YOUR ASSIGNMENT:
Would you set down every entry again, exactly as written?

DATA SHOWN:
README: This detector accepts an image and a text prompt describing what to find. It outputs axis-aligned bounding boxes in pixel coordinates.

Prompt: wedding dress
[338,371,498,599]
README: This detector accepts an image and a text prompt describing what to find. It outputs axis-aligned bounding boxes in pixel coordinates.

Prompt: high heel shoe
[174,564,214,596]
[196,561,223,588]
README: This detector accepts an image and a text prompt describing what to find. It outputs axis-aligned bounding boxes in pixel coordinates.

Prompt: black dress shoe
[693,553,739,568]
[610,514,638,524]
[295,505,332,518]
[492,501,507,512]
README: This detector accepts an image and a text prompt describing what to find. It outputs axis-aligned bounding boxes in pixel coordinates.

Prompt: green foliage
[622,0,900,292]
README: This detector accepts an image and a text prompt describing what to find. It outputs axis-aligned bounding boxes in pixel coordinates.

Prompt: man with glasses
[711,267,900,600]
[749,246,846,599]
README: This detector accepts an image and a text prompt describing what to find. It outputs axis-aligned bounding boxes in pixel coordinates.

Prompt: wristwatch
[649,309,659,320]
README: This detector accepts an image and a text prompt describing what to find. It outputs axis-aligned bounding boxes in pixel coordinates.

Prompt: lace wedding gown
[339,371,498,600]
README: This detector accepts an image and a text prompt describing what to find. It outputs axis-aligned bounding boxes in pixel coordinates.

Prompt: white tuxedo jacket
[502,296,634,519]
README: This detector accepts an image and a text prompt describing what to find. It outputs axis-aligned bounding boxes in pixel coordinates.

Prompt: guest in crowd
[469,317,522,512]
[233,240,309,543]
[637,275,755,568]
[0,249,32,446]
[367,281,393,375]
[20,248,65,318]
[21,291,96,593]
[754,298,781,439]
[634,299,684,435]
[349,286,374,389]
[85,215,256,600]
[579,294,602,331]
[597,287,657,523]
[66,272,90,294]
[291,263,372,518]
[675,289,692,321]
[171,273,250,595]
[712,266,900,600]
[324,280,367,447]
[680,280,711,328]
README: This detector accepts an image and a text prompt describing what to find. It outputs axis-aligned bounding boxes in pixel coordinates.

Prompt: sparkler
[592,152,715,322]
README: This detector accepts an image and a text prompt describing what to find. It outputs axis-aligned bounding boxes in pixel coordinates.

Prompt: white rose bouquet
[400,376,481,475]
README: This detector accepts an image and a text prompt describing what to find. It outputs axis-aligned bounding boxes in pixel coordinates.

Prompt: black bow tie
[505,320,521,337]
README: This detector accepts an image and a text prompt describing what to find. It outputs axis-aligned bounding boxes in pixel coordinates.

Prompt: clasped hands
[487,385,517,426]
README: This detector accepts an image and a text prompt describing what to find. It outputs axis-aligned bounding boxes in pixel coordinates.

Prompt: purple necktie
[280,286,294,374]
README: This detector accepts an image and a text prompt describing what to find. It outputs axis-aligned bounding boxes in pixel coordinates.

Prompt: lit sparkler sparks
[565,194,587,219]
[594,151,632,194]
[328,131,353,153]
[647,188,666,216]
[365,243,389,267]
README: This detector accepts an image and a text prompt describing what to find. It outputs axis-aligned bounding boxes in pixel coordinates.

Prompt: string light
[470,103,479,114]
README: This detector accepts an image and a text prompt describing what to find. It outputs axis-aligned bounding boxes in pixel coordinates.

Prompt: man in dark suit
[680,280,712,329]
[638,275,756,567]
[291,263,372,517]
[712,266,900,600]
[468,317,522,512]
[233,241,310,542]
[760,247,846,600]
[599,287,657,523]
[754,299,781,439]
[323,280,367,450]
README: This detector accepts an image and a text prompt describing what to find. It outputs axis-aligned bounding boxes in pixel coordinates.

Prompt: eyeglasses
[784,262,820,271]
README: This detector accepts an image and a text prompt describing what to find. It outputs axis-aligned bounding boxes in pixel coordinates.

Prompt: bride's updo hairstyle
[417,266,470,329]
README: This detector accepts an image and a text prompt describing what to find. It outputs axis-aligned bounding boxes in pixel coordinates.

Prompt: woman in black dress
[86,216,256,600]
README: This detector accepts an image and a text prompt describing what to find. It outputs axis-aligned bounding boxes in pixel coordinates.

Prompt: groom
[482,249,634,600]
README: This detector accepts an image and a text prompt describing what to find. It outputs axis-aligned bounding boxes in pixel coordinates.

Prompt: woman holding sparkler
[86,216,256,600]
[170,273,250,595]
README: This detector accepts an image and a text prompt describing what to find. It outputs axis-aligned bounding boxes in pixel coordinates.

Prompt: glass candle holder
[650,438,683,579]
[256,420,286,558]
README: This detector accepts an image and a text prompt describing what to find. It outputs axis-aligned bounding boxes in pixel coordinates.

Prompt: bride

COMPLETED EXERCISE:
README: This detector accepts an image and a text prompt describing what to find. It outputs axis-aligned bounding boxes in pixel coordinates.

Prompt: wedding dress
[338,371,498,599]
README: This detector accepts an image and a text prompt describing what to find. It outputs axis-aligned bounding boxes in pixel coordinates.

Prompt: high heel shoe
[174,564,214,596]
[196,561,223,588]
README: This detector accepts an image and a text prompt describing what to find. It outputs axis-aligned bounding boxes in pixel coordinates.

Prompt: black dress shoe
[693,553,739,568]
[610,514,638,524]
[295,505,332,518]
[492,501,507,512]
README: This detector accepts an image and a text prompt describing what to find. It outputs axis-aligned bounding boxes in pixel coordinates.

Prompt: green foliage
[622,0,900,292]
README: This detector accepts an image and a text prompt describing what to find. It outputs axis-aligned bounding boxes in pixel coordinates.

Prompt: man with glasses
[711,267,900,600]
[749,246,846,599]
README: This detector accepts an image and a text prompt describing what to find. It outputs axis-aligned bounding boxes in pixel coordinates.

Prompt: wristwatch
[649,309,659,320]
README: This detector accepts an image and a text prompt describing what to find. It outputs axis-aligned bounding boxes in pixel coordinates.

Prompt: lace wedding gown
[339,371,498,600]
README: This detector accepts an image and a text prompt describing what to find. It outputs axis-aligned bounding boxes in pixel coordinates.

Prompt: white tuxedo jacket
[502,296,634,519]
README: This detector accepts an image and a text prompt describing what to find. It outputs axis-aligned bounding boxes in pixel coordinates.

Prompt: guest in crowd
[469,317,522,512]
[233,240,309,543]
[637,275,755,568]
[0,249,32,446]
[367,281,393,375]
[20,248,65,318]
[21,291,96,593]
[754,298,781,439]
[634,299,684,435]
[349,286,374,389]
[85,215,256,600]
[579,294,602,331]
[597,287,657,523]
[66,272,90,294]
[291,263,372,518]
[675,289,692,321]
[171,273,250,595]
[712,266,900,600]
[324,280,367,447]
[680,280,711,328]
README: This detector accepts an image and a text prompt describing what to find. It outputs axis-aligned bounding boxes in pixel coordinates.

Prompt: sparkler
[592,152,715,322]
README: This detector accepts an image and a text prompt describing what to find. It outputs axis-aligned bounding boxes in pixel coordinates.

Prompt: white rose bouquet
[400,376,481,475]
README: This detector accepts an image and a text prompt describing what to find. It outputs axis-aligned bounding boxes in pixel coordinates.

Prompt: black bow tie
[505,320,521,337]
README: This detector accepts an image and a text prompt describing what to find. It outputs axis-aligned bounding boxes in pixel coordinates.

Prompt: clasped hands
[487,385,517,426]
README: This detector accepts an image and a text prompt describing what to find. It outputs axis-aligned bounding boxes in pixel coordinates.

Prompt: purple necktie
[280,286,294,374]
README: This detector accepts an image and a text prompt describing what to find. It outputs axis-aligned bounding boxes in pixel coordinates.

Prompt: lit sparkler sparks
[565,194,587,219]
[594,151,632,194]
[328,131,353,153]
[647,188,666,216]
[365,243,389,267]
README: This detector accepts an image and a text prompt describing what to find. It outputs axis-aligned bounding boxes in pixel coordinates.

Prompt: string light
[470,103,479,114]
README: This detector accepts an image and a text prompt describing what to find. It outputs axis-aligned bounding boxes in pixel coordinates.

Prompt: man in dark suit
[680,280,712,329]
[638,275,756,567]
[291,263,372,517]
[712,266,900,600]
[468,317,522,512]
[233,241,310,542]
[760,247,846,600]
[599,287,657,523]
[754,299,781,439]
[323,280,367,450]
README: This detector accepts an image and a text prompt describing what to find. It outputs axis-aligned bounding boxes in pixel coordinates.

Prompt: eyeglasses
[784,262,820,271]
README: This detector accepts an image and a text prompt describing what to find. It outputs axis-aligned bounding boxes in pixel coordinates.

Prompt: bride's updo hairstyle
[417,266,470,329]
README: This detector accepts an image and a text prompt describing what to find. It outputs axis-aligned bounding boxes in pixel coordinates.

Prompt: woman in black dress
[86,216,256,600]
README: This detector accepts an image and a text prompt describing what to find. It outputs axis-aligned bounding boxes in pixel coordinates.

Prompt: groom
[482,249,634,600]
README: This detector accepts an image and a text prompt describing what to find. It outputs axis-aligned bounding boxes in pixel coordinates.

Prompt: woman holding sparkler
[86,216,256,600]
[170,273,250,595]
README: This detector accepts an image and a text prompt describing what to find. It outputs axis-aligned bounding boxes in pixel coordinates.

Prompt: glass candle holder
[650,438,683,579]
[256,420,286,558]
README: This detector accepts an image and a text prompt describing what to find. It outputs axis-aligned bounding boxes in pixel coordinates.

Prompt: bride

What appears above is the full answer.